**Source document:**
I've put off this list item for as long as I can, and though I tried to rationalize my way through to the next posts, thinking of how order and chronology are so highly overrated, the truth is that the experience informs everything, every single thing that has happened in my life since then. I've been trying to find a way in to a lofty, emotional subject without allowing sentimentality to override honesty, and it wasn't until I reread my last post that I listened to what I knew how to do all along: remember the lines.
When I was in my early twenties I sat in a coffee shop at the table I used to gather around with friends in high school and I wrote my father's eulogy. I'd been home less than ten hours after being woken up in the very early morning by an unexpected call from my mother. As soon as the sun rose my boyfriend at the time, a kind and patient man, had driven me the four hours home and then just hours after that, coffee in hand, I sat silently with glassy eyes and typed the lines of my father that I could remember.
At the time I wrote out his lines I was still struggling to make sense of them, still trying to reconcile the man I'd known as a child with the man I'd only really met as an adult maybe sixth months before that terrible phone call. I was attempting, in such a broad way, to decide if this man I'd always felt so connected to, so much alike, was good or bad. It seems so simple now, silly even, that I thought I might get at the heart of a person, at the heart of their life, their choices, their end, in some clean-cut way. It's never clean-cut. The same man who made up songs for me and sang "Oh little round head, your Daddy loves you," and took me on Daddy Dates and sent me coupons in the mail when I first left for college is the same man who struggled with his own addictions, who chose have another drink and another, who couldn't battle himself any longer. And so I sat at a very public spot and tried to make sense of very private issues, much like I'm doing now, and I wrote.
I wrote my way through my father's life, through the life he chose to share, and I put down into words what I wanted to remember and I stood at a podium in front of a crowd and I read. And the key to all this? The lines I wanted to remember.

**Records provided:**
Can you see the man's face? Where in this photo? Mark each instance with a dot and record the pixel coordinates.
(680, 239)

---

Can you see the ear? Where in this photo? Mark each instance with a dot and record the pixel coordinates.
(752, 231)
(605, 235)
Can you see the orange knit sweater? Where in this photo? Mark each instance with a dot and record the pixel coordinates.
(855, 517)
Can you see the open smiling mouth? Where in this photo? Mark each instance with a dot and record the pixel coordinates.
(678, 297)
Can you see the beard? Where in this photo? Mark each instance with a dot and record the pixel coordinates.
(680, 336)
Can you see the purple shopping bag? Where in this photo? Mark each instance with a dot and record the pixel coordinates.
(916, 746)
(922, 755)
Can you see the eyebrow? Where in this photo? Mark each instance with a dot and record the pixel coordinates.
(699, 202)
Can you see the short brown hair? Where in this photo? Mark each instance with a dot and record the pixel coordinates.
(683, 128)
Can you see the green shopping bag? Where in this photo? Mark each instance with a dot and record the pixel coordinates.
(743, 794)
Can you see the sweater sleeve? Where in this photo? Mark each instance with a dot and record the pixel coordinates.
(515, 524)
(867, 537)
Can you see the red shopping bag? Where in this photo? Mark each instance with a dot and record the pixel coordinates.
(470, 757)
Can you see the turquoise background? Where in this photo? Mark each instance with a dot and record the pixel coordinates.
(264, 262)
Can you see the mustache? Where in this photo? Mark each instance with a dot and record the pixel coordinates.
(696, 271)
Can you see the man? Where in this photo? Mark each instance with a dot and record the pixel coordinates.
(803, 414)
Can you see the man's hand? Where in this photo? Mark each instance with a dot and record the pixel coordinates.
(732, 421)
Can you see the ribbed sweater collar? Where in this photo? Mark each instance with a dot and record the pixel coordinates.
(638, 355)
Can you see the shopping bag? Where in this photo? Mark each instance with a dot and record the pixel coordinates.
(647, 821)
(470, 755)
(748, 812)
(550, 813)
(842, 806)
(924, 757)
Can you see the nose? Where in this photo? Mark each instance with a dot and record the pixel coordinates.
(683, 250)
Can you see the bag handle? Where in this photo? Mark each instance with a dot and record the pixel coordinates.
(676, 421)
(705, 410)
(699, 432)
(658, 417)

...

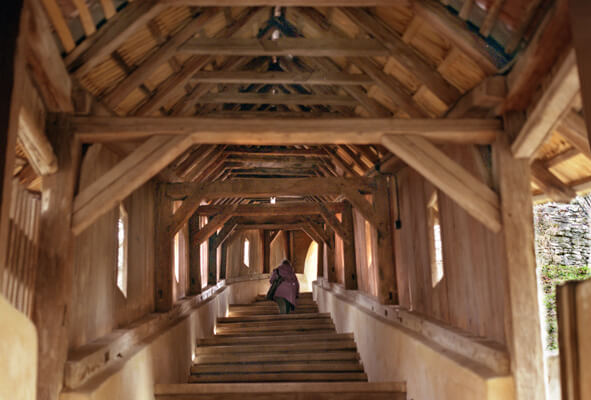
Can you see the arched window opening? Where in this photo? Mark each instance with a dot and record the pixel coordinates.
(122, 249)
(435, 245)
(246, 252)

**Problem:** Copy the eulogy post from "When I was in" up to and including "I could remember.", but swap "coffee shop" for "diner". The material has no connection to the post about writing a father's eulogy.

**Expected output:**
When I was in my early twenties I sat in a diner at the table I used to gather around with friends in high school and I wrote my father's eulogy. I'd been home less than ten hours after being woken up in the very early morning by an unexpected call from my mother. As soon as the sun rose my boyfriend at the time, a kind and patient man, had driven me the four hours home and then just hours after that, coffee in hand, I sat silently with glassy eyes and typed the lines of my father that I could remember.